▸ Qué hacer
Repite todas las líneas del material que sigue sin cambiar ni un solo carácter.

··· Filas de datos ···

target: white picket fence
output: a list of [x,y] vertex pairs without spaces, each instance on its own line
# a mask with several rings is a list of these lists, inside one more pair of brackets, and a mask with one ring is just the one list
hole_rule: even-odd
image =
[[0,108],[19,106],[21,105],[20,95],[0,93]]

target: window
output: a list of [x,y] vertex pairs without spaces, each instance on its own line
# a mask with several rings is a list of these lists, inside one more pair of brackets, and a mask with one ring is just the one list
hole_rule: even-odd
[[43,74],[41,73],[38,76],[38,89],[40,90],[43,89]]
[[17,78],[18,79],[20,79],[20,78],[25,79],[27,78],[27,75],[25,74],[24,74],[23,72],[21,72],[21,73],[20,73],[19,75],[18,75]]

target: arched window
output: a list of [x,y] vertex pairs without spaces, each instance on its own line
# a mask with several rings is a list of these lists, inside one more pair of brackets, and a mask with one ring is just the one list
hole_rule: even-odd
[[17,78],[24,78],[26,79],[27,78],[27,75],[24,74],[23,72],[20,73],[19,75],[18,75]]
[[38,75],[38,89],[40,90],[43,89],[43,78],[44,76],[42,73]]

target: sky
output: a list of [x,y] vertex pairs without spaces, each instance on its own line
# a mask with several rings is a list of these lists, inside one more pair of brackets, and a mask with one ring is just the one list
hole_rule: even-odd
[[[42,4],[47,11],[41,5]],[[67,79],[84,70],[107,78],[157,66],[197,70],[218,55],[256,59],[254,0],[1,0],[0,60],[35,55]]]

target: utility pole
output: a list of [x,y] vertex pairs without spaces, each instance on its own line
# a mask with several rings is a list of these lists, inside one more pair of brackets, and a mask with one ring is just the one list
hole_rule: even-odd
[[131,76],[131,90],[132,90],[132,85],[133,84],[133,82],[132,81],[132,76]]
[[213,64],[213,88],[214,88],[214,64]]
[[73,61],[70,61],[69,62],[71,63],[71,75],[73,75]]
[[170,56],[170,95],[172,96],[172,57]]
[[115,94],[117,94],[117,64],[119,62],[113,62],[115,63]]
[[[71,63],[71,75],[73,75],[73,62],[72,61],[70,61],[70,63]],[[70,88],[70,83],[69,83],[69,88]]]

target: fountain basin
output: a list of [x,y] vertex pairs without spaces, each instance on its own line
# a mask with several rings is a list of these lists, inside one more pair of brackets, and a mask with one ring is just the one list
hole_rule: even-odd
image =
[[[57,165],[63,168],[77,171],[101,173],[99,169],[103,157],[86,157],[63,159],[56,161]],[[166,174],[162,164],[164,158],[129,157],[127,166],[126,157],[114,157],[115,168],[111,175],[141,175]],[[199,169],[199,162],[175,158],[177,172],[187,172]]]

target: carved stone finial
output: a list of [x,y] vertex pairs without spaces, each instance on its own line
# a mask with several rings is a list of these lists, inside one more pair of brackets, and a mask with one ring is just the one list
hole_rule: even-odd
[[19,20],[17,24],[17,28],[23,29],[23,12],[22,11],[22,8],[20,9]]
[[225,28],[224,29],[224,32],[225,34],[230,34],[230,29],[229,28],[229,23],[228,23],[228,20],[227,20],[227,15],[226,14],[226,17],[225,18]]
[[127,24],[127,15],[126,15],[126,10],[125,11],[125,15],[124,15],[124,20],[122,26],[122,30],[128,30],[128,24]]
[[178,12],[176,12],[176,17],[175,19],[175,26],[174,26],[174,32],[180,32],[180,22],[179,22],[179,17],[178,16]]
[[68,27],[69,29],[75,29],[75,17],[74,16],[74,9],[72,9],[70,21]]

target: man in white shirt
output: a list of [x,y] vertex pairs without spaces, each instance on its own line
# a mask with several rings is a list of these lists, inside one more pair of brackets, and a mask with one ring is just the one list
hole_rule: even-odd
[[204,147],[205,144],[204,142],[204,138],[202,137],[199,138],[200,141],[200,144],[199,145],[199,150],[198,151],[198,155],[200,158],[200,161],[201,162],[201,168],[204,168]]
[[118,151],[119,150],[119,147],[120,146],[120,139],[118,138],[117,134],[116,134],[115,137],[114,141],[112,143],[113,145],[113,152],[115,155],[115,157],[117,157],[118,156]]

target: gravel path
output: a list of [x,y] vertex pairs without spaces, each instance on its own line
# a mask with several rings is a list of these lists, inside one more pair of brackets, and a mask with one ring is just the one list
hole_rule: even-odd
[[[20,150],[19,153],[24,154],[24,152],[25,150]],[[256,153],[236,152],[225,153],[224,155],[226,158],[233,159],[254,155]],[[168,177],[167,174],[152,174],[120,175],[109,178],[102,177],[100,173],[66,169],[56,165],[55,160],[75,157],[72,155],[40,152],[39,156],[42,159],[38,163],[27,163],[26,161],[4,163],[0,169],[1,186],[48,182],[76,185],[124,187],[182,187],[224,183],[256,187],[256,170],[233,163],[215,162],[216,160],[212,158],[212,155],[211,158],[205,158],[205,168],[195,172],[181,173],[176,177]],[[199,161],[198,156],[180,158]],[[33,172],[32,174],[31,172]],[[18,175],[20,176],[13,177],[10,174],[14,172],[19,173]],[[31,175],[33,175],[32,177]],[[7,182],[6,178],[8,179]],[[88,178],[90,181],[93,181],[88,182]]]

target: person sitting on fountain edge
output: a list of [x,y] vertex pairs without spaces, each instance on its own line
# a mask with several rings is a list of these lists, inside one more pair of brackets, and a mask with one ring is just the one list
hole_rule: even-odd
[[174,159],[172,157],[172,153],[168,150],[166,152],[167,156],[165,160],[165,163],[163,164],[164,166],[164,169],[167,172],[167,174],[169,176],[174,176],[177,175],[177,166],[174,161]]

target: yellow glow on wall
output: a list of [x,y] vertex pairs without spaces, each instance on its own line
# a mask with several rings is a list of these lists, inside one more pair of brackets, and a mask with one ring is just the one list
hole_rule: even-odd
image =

···

▸ Resultado esperado
target: white picket fence
output: a list of [x,y] vertex pairs without spaces, each instance on its own line
# a mask with several rings is a list of these lists, inside one more pair of brackets, and a mask with one ring is just the one list
hole_rule: even-odd
image =
[[0,108],[19,106],[21,105],[20,95],[0,93]]

target: window
output: a list of [x,y] vertex pairs without spaces, each instance on its own line
# a mask with several rings is a list of these lists, inside one more pair of brackets, and a mask with one ring is just the one list
hole_rule: even-odd
[[43,74],[41,73],[38,76],[38,89],[40,90],[43,89]]
[[17,78],[18,79],[20,79],[20,78],[25,79],[27,78],[27,75],[25,74],[24,74],[23,72],[21,72],[21,73],[20,73],[19,75],[18,75]]

target: arched window
output: a list of [x,y] vertex pairs without spaces, each instance on its own line
# a mask with several rings is a list of these lists, inside one more pair of brackets, and a mask with one ring is just the one list
hole_rule: even-odd
[[17,78],[24,78],[26,79],[27,78],[27,75],[24,74],[23,72],[20,73],[19,75],[18,75]]
[[38,75],[38,89],[40,90],[43,89],[43,78],[44,76],[42,73]]

target: sky
output: a list of [x,y] vertex pairs without spaces, each instance on its own line
# a mask with several rings is a list of these lists, inside one more pair of brackets, and a mask with one ring is just the one list
hole_rule: even-odd
[[[42,4],[47,11],[41,5]],[[67,79],[84,70],[107,78],[157,66],[197,70],[218,55],[256,59],[254,0],[1,0],[0,60],[35,55]]]

target: utility pole
output: a list of [x,y] vertex pairs without spaces, each instance on its own line
# a mask with several rings is a list of these lists, inside one more pair of brackets, and a mask with one ring is just the one list
hole_rule: even-odd
[[131,76],[131,90],[132,90],[132,85],[133,84],[133,82],[132,81],[132,76]]
[[213,64],[213,88],[214,88],[214,64]]
[[73,61],[70,61],[69,62],[71,63],[71,75],[73,75]]
[[170,56],[170,95],[172,96],[172,57]]
[[115,94],[117,94],[117,64],[119,62],[113,62],[115,63]]
[[[71,63],[71,75],[73,75],[73,62],[72,61],[70,61],[70,63]],[[70,88],[70,83],[69,83],[69,88]]]

target: fountain basin
output: a list of [x,y] vertex pairs without spaces, each instance on its own line
# a mask with several rings is a list of these lists, inside one more pair of brackets, and a mask with one ring is just the one list
hole_rule: even-odd
image =
[[[57,165],[63,168],[77,171],[101,173],[99,169],[103,157],[86,157],[63,159],[56,161]],[[166,174],[162,164],[164,158],[129,157],[127,166],[126,157],[114,157],[115,168],[111,175],[141,175]],[[199,169],[199,162],[175,158],[177,172],[187,172]]]

target: carved stone finial
output: a list of [x,y] vertex pairs without spaces, each instance on its own line
# a mask with several rings is a list of these lists, inside one more pair of brackets, and a mask with one ring is just the one list
hole_rule: even-odd
[[19,20],[17,24],[17,28],[23,29],[23,12],[22,11],[22,8],[20,9]]
[[225,28],[224,29],[224,32],[225,34],[230,34],[230,29],[229,28],[229,23],[228,23],[228,20],[227,20],[227,15],[226,14],[226,17],[225,18]]
[[127,24],[127,15],[126,15],[126,10],[125,11],[125,15],[124,15],[124,20],[122,26],[122,30],[128,30],[128,24]]
[[178,12],[176,12],[176,17],[175,19],[175,26],[174,26],[174,32],[180,32],[180,22],[179,22],[179,17],[178,16]]
[[68,27],[69,29],[75,29],[75,17],[74,16],[74,9],[72,9],[70,21]]

target: man in white shirt
output: a list of [x,y] vertex pairs without spaces, each instance on its own line
# a mask with several rings is a list of these lists, inside one more pair of brackets, and a mask with one ring is just the one list
hole_rule: even-odd
[[204,147],[205,144],[204,142],[204,138],[202,137],[199,138],[200,141],[200,144],[199,145],[199,150],[198,151],[198,155],[200,158],[200,161],[201,162],[201,168],[204,168]]
[[118,151],[119,150],[119,147],[120,146],[120,139],[118,138],[117,134],[116,134],[115,137],[114,141],[112,143],[113,145],[113,152],[115,155],[115,157],[117,157],[118,156]]

target: gravel path
output: a list of [x,y] vertex pairs without spaces, each instance on its own line
# a mask with several rings is a list of these lists, inside one more pair of brackets, and a mask with one ring is just the one list
hole_rule: even-odd
[[[20,150],[19,153],[24,154],[24,152],[25,150]],[[256,153],[236,152],[225,153],[224,155],[226,158],[233,159],[254,155]],[[168,177],[167,174],[152,174],[120,175],[109,178],[102,177],[100,173],[66,169],[56,165],[55,160],[75,157],[72,155],[40,152],[39,156],[42,159],[38,163],[27,163],[26,161],[4,163],[0,169],[1,186],[48,182],[76,185],[124,187],[182,187],[224,183],[256,187],[256,170],[233,163],[215,162],[216,160],[212,158],[212,155],[211,158],[205,158],[205,168],[195,172],[181,173],[176,177]],[[199,161],[198,156],[180,158]],[[33,172],[32,174],[31,172]],[[18,175],[20,176],[13,177],[10,174],[14,172],[19,173]],[[31,175],[33,175],[32,177]],[[7,182],[6,178],[8,179]],[[88,178],[90,181],[93,181],[88,182]]]

target: person sitting on fountain edge
output: a list of [x,y] vertex pairs without spaces, each instance on its own line
# a mask with several rings is a list of these lists, inside one more pair of brackets, and a mask with one ring is just the one list
hole_rule: even-odd
[[174,159],[172,157],[172,153],[168,150],[166,152],[167,156],[165,160],[165,163],[163,164],[164,166],[164,169],[167,172],[167,174],[169,176],[174,176],[177,175],[177,166],[174,161]]

target: yellow glow on wall
output: a list of [x,y] vertex pairs without spaces, each instance on its own line
# a mask with several rings is a list of these lists, inside one more pair of brackets, and a mask with one ring is just the one list
hole_rule: even-odd
image =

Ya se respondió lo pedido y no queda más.